++++ PROVIDED RECORDS

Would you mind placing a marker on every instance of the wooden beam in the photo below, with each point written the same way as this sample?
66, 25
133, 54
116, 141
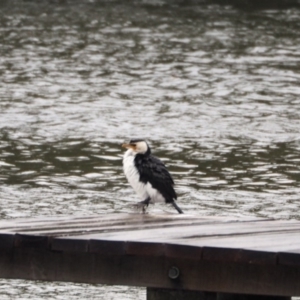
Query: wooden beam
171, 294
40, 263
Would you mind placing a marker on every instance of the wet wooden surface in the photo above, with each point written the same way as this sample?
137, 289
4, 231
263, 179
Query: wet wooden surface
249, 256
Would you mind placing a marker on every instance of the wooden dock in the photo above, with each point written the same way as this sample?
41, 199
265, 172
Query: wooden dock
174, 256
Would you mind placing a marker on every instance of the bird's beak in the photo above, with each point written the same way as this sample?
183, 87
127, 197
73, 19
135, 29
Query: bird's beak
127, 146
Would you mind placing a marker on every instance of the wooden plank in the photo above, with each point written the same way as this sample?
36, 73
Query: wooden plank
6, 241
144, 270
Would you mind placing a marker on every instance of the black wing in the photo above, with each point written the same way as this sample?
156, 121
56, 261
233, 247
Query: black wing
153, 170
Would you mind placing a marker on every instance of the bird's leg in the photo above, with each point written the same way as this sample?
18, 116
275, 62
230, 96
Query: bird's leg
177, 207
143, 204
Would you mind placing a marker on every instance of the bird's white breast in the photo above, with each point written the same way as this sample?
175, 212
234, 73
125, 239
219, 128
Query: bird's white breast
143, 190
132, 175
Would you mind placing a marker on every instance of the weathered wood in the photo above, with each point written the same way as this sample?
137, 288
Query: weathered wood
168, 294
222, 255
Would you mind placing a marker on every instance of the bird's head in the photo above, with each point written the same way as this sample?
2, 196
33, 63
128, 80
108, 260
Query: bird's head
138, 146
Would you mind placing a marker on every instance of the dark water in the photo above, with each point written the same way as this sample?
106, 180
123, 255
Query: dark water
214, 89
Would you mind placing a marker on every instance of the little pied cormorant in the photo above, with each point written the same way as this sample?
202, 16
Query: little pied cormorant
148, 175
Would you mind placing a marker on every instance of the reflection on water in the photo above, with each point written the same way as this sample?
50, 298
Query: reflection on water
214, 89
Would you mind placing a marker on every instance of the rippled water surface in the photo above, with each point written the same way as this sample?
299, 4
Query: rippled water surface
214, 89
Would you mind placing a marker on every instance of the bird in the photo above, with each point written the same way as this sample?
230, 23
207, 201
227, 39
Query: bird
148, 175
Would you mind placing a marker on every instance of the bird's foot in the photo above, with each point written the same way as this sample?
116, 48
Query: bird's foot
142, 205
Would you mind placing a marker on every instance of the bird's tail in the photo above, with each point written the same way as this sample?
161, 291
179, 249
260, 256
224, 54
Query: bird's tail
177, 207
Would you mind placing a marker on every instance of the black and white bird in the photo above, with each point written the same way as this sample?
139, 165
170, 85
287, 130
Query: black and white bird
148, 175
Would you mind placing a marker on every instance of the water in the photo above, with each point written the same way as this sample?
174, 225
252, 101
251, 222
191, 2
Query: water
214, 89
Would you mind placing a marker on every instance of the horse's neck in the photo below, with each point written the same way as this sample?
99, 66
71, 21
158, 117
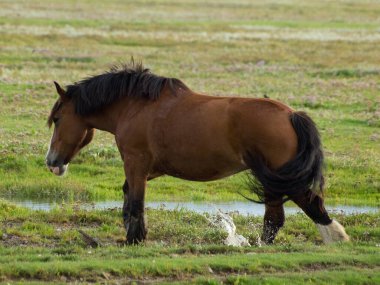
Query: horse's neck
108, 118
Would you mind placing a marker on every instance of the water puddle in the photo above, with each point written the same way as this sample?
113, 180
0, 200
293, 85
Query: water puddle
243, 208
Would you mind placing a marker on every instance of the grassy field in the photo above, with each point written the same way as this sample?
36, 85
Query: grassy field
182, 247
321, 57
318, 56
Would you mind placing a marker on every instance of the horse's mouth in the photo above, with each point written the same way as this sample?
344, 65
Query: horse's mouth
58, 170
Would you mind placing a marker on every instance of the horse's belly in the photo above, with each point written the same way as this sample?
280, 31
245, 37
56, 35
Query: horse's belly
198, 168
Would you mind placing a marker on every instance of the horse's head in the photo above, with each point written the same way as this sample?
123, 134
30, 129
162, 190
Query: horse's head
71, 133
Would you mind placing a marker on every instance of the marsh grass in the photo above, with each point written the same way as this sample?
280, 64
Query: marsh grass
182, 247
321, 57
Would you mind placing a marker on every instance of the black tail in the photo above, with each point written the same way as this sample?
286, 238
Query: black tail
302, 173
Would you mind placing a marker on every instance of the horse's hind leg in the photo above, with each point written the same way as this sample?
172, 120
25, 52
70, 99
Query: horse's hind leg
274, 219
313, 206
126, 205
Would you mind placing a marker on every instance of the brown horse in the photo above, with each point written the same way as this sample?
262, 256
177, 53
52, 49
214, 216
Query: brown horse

++++++++

- [WORK TO DO]
Write the records out again in full, exactly, and skip every picture.

- [REPLY]
Would you mind placing a marker on every instance of the wooden beam in the photo below, with each point written the same way as this sample?
66, 25
133, 54
116, 141
Query: wooden beam
171, 294
40, 263
Would you mind placing a marker on every instance of the wet wooden surface in the photo above, with each point written the same way as this sample?
137, 289
4, 231
263, 179
Query: wet wooden surface
249, 256
Would you mind placing a marker on every instance of the wooden dock in the photo above, with each point written the same way as this sample?
41, 199
265, 172
Query: wooden dock
174, 256
Would you mind placing a marker on every instance of the bird's beak in the photo above, with each point written the same way as this sample?
183, 87
127, 197
73, 19
135, 29
Query: bird's beak
127, 146
Would you mind placing a marker on every instance of the wooden plank in the photo above, with each point written the same way as this sample?
36, 73
Query: wooden plank
6, 241
144, 270
Would you mind placing a marker on every instance of the black wing in the photo above, with each point written the same way as this sample?
156, 121
56, 261
233, 247
Query: black wing
153, 170
Would you mind placing a marker on every instance of the bird's leg in the photo above, with each point written the same way as this sample?
18, 116
275, 62
230, 96
Query: bird's leg
177, 207
143, 204
Would you mind placing a marker on every instance of the bird's white breast in the photo above, with each point written the same way as this sample?
175, 212
234, 73
125, 239
219, 128
Query: bird's white breast
143, 190
132, 175
Would you mind placing a marker on every instance of the weathered wood in the photo above, with each point written the same way as this sample?
137, 288
Query: weathered wood
168, 294
222, 255
Would you mind placing a marker on every instance of the bird's head in the photo above, with each point written the same way as this sample?
2, 196
33, 63
128, 80
108, 260
Query: bird's head
138, 146
Would you mind placing a marker on every instance of the dark water in the photo above, with each point written the same way as this sample?
106, 180
123, 255
Query: dark water
214, 89
Would you mind placing a marker on every instance of the little pied cormorant in the photo above, with each point written the same way as this sample?
202, 16
Query: little pied cormorant
148, 175
Would you mind placing a marker on every instance of the reflection on water in the photo above, with each point written the same way as this sample?
50, 298
Query: reflection on water
214, 89
Would you mind placing a marker on every instance of the rippled water surface in the photo above, with each point written the same way as this sample?
299, 4
Query: rippled water surface
214, 89
Would you mind placing a marker on every instance of the bird in the photo above, with each point written the same way as this sample?
230, 23
207, 201
227, 39
Query: bird
148, 175
Would you mind placing a marker on every instance of the bird's foot in the photo above, with each point written the same way as this sample?
116, 48
Query: bird's foot
142, 205
Would you mind placing a marker on every instance of the bird's tail in the photo above, with each point written the same way as this sample?
161, 291
179, 249
260, 256
224, 54
Query: bird's tail
177, 207
Would you mind placing a marker on every instance of the black and white bird in the photo above, with each point written the same way as this sample?
139, 165
170, 85
287, 130
Query: black and white bird
148, 175
Would you mind placing a marker on every instance of the water in the photo above, with each point written the same way as this sample?
174, 225
252, 101
251, 222
191, 2
Query: water
214, 89
Would you mind placing a marker on every instance of the horse's neck in the photo below, with each point written the same way as this sample?
99, 66
71, 21
158, 117
Query: horse's neck
108, 118
Would you mind placing a marker on every instance of the water puddle in the photo above, with each point written the same way as this sample?
113, 180
0, 200
293, 85
Query: water puddle
243, 208
Would you mind placing a marker on every instance of the grassy field in the photo above, with each point written the same way as this sample?
36, 85
Query: grassy field
182, 247
321, 57
318, 56
Would you mind placing a marker on every instance of the horse's mouth in the photo above, with each point written the same way as this sample?
344, 65
Query: horse's mouth
58, 170
Would you mind placing a marker on every instance of the horse's belly in the photo above, with each point written the same way as this sample?
280, 31
245, 37
56, 35
Query: horse's belly
198, 168
Would you mind placing a marker on every instance of the horse's head in the photo above, with each point written the same way as this sample?
123, 134
30, 129
162, 190
Query: horse's head
71, 133
Would you mind placing a marker on every instance of the marsh grass in the photo above, with each point written the same way as this sample?
280, 64
Query: marsh grass
182, 247
321, 57
Would you mind placing a marker on every instance of the black tail in the photo above, with each point written the same way as this sample?
286, 238
Query: black tail
302, 173
Would you mind placing a marker on every instance of the horse's hind leg in the photo above, with each point written the same way as this sample?
172, 120
25, 52
70, 99
Query: horse's hind leg
274, 219
313, 206
126, 205
Would you mind placing a marker on every instance of the brown horse in the photo above, with each point written the same way as this sample?
262, 256
177, 53
52, 49
214, 216
Query: brown horse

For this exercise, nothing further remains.